Your objective
The records below are to be reproduced exactly, with the pictures left out.

[Records contained in a dataset]
◇ ◇ ◇ ◇ ◇ ◇ ◇

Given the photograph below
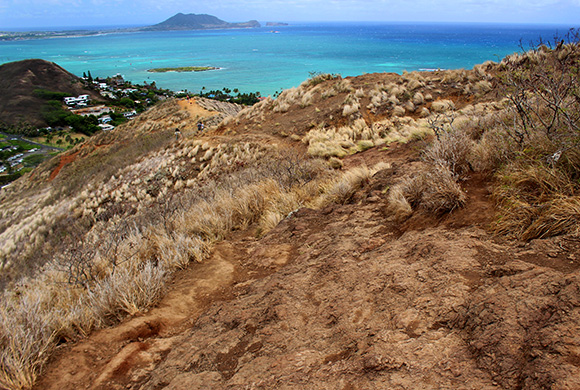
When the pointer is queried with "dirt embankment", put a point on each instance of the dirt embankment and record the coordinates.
(341, 298)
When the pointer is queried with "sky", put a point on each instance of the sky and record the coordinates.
(18, 14)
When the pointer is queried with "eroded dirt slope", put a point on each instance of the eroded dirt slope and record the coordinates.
(344, 298)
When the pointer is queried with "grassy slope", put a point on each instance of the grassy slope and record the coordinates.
(137, 205)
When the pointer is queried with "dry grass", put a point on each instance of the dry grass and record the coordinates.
(434, 190)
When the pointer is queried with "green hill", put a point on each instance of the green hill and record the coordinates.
(20, 82)
(197, 22)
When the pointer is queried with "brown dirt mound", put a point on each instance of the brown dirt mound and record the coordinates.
(340, 298)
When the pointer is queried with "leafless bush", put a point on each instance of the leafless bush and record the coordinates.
(452, 149)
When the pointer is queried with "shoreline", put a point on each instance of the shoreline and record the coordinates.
(183, 69)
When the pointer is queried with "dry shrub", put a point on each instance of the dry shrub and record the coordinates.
(536, 201)
(342, 189)
(492, 151)
(561, 217)
(442, 106)
(398, 205)
(335, 163)
(27, 335)
(350, 109)
(128, 291)
(452, 150)
(434, 190)
(398, 111)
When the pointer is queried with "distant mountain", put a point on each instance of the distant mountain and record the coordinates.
(19, 103)
(197, 22)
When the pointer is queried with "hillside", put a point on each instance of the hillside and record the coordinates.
(381, 231)
(197, 22)
(19, 104)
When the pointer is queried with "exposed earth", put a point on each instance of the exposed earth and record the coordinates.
(345, 298)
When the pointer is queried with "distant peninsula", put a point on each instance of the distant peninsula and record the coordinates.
(183, 69)
(176, 22)
(197, 22)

◇ ◇ ◇ ◇ ◇ ◇ ◇

Exercise output
Given the photograph below
When the pointer is queried with "dirt embankment", put a point on each instance of the dirt embankment and record the coordinates.
(341, 298)
When the pointer is queried with "sky", put a point on each instance of the sky and record the coordinates.
(18, 14)
When the pointer is queried with "eroded dirt slope", put a point on each instance of the eroded dirt slope and record the coordinates.
(344, 298)
When the pointer is queried with "grassy slope", put a point on each instance of the grassy slope and record the coordinates.
(137, 205)
When the pointer is queried with "dry grass", put a point on each instance of the dry grass and record the coordinates.
(434, 190)
When the pointer is queried with "green hill", put a point on each instance of the green hill and record the coordinates.
(20, 82)
(197, 22)
When the pointer is queried with "brown dirt mound", put a point on each instance of the brown dirt mound and record the coordinates.
(340, 298)
When the pointer is queried with "leafless bush", put a point on each instance of the leafless bush and record the coordinates.
(452, 149)
When the pointer is queried with "shoreline", put a point on each instance of the shoreline and record the coordinates.
(183, 69)
When the pointer is queried with "dry shrub", put a point on each instance of the dry shrub and record the coordinates.
(536, 201)
(342, 189)
(492, 151)
(561, 217)
(442, 106)
(398, 205)
(335, 163)
(27, 335)
(350, 109)
(128, 291)
(452, 150)
(434, 190)
(398, 111)
When the pointer is queried with "distant mountain", put a point on each instance of the distant mountain and record the coordinates.
(19, 103)
(197, 22)
When the pointer is queried with "hillside", put a point on each instance of the hillside and record the coordinates.
(381, 231)
(197, 22)
(19, 104)
When the pointer is queried with "exposed earth", put a point on each instance of the exposed earth and record the coordinates.
(345, 298)
When the pointer is queried with "distant peninsula", put a point on each instance of the distant peninsula and record the coordinates.
(183, 69)
(176, 22)
(197, 22)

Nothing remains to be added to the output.